> **Object detection data**
[BEGIN]

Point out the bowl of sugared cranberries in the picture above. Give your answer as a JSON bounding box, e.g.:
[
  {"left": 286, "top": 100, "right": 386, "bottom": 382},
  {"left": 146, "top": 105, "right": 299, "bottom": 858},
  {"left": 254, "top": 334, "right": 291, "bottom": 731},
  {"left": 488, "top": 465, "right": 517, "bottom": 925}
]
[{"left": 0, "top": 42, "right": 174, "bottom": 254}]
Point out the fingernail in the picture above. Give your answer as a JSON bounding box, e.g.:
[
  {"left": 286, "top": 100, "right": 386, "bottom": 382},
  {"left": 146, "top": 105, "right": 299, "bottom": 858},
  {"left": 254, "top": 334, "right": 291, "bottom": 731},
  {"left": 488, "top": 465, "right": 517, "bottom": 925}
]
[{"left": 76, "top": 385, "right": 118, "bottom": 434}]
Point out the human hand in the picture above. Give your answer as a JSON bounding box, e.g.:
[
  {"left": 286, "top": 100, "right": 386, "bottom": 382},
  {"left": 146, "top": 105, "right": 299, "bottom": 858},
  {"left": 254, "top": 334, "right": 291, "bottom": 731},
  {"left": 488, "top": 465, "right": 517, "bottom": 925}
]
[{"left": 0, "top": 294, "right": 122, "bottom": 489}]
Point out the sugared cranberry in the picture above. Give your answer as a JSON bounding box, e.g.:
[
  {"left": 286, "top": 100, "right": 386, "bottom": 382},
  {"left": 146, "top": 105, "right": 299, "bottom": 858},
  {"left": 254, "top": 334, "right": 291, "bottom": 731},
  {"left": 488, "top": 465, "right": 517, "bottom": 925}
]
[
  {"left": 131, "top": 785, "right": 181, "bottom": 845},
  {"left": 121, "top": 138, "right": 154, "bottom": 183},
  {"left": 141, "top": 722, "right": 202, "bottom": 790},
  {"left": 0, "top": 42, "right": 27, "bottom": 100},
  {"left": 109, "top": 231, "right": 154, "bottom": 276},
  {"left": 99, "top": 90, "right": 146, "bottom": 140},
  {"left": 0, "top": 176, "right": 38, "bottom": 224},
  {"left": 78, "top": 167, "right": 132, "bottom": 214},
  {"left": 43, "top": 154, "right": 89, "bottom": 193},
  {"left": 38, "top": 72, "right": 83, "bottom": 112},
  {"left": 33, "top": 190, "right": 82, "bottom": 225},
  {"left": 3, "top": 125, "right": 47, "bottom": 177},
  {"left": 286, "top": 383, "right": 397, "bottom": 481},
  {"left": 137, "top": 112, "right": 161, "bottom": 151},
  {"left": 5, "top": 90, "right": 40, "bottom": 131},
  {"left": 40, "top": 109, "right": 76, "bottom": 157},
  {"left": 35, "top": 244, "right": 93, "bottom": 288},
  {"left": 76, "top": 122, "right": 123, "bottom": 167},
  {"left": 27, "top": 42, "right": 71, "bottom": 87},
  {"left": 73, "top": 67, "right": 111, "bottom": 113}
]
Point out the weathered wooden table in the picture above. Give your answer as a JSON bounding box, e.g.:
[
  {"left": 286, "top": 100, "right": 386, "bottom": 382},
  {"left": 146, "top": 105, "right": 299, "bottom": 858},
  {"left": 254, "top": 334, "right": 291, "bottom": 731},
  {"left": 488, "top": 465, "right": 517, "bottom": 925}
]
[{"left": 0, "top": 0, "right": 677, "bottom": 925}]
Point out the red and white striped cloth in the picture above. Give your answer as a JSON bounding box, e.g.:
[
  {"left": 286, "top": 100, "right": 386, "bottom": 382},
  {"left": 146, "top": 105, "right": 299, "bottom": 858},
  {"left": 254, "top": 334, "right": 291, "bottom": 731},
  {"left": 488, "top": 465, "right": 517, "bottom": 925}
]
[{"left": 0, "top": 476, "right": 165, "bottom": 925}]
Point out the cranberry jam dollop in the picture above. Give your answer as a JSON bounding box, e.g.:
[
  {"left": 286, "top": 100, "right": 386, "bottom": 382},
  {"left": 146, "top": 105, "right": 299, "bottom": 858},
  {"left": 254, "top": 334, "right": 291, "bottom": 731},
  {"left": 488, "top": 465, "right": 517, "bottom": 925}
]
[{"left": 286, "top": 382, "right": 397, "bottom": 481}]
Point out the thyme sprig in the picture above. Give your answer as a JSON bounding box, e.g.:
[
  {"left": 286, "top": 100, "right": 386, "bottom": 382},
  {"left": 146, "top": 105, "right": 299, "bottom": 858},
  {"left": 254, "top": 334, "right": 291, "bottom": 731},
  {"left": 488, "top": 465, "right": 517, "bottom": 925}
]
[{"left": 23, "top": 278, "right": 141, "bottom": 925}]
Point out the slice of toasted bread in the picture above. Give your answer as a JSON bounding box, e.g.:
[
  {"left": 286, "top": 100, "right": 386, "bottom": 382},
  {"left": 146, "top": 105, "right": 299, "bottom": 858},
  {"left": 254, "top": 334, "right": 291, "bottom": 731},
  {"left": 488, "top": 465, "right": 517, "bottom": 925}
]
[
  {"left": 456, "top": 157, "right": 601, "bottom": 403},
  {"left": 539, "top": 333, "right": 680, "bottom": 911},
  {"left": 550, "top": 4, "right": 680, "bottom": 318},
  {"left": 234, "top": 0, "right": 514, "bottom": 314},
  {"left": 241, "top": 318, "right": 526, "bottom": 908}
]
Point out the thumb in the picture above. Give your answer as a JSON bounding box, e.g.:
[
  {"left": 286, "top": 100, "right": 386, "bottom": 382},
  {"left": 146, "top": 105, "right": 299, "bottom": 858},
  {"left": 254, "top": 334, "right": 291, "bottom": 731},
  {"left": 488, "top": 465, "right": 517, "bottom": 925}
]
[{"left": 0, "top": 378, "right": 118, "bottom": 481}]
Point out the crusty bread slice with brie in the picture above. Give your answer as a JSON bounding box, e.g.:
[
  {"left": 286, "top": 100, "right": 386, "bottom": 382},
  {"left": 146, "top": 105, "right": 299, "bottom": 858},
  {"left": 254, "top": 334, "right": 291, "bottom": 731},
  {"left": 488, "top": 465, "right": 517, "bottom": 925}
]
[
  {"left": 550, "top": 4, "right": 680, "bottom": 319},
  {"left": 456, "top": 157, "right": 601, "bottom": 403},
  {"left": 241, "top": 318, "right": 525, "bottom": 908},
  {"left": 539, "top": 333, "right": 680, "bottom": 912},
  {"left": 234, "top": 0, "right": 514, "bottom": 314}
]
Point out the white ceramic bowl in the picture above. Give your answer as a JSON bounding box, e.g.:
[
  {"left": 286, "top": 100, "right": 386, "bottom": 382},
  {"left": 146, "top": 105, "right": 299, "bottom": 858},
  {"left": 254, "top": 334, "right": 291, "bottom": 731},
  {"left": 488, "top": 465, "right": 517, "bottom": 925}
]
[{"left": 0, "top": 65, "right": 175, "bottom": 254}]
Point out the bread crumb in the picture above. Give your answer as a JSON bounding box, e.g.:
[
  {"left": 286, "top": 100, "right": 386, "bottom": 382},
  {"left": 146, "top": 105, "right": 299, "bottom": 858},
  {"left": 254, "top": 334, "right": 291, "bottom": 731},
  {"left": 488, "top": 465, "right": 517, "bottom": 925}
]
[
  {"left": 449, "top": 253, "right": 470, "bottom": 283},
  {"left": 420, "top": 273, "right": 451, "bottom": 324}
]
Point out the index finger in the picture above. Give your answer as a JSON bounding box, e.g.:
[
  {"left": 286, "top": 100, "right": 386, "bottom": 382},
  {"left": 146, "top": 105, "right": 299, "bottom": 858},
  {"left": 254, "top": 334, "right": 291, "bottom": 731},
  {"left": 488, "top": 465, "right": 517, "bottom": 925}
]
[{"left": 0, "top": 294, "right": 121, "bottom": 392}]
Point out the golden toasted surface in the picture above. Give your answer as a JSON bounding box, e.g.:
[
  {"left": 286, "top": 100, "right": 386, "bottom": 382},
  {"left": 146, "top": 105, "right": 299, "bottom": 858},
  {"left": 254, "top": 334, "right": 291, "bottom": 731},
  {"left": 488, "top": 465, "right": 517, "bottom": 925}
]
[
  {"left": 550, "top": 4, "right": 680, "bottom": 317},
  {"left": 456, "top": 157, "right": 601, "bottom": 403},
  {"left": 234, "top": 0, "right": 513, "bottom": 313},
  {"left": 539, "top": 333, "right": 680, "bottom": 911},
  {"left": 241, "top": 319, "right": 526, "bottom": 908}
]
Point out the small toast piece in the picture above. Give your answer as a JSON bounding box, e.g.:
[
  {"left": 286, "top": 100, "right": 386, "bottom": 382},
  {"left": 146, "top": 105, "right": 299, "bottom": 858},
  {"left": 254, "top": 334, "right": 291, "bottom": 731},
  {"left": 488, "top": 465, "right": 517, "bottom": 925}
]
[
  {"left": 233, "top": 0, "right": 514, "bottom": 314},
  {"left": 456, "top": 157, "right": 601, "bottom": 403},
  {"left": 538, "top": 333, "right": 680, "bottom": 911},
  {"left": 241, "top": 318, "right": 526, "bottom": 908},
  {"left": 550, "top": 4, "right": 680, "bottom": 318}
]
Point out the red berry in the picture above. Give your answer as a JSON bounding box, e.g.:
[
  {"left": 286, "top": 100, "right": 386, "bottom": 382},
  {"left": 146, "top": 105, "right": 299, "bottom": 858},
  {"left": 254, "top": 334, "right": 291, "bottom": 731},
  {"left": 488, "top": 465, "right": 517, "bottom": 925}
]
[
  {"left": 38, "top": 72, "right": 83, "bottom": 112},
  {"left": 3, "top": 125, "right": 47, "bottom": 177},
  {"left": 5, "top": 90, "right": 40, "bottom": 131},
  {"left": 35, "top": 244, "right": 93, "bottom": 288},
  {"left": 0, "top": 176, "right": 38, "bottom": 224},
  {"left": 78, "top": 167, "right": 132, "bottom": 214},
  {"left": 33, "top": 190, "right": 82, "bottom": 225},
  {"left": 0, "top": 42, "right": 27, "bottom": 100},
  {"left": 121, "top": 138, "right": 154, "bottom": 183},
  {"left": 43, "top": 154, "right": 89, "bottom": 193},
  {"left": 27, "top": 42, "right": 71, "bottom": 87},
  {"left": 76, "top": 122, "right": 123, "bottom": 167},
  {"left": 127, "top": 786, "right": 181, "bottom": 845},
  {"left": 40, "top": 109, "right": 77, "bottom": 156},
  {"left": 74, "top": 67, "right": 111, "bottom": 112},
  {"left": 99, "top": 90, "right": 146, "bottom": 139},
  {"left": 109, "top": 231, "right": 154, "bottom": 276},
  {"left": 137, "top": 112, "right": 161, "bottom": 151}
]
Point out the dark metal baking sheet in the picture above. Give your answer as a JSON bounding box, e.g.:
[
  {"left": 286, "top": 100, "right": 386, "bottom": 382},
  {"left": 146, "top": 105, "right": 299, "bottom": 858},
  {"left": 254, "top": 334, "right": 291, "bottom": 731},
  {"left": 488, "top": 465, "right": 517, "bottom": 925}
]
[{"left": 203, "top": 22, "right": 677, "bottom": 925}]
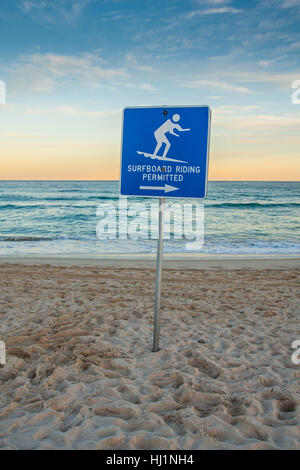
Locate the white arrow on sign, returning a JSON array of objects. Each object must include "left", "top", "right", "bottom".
[{"left": 140, "top": 184, "right": 179, "bottom": 193}]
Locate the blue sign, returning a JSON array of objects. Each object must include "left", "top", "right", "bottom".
[{"left": 120, "top": 106, "right": 211, "bottom": 198}]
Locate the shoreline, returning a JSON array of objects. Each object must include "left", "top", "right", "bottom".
[{"left": 0, "top": 253, "right": 300, "bottom": 270}]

[END]

> **YOUR OBJECTIVE**
Reproduce verbatim the lines that begin with the one containing "Locate the blue" and run through the last line of the object detection data, including both ends.

> **OUTPUT OF THE EXERCISE**
Locate the blue sign, returning a JSON array of objects. Each object must include "left", "top", "right", "bottom".
[{"left": 120, "top": 106, "right": 211, "bottom": 198}]
Locate the shoreline, returning a JSON array of objects. Each object must include "left", "top", "right", "bottom".
[{"left": 0, "top": 253, "right": 300, "bottom": 270}]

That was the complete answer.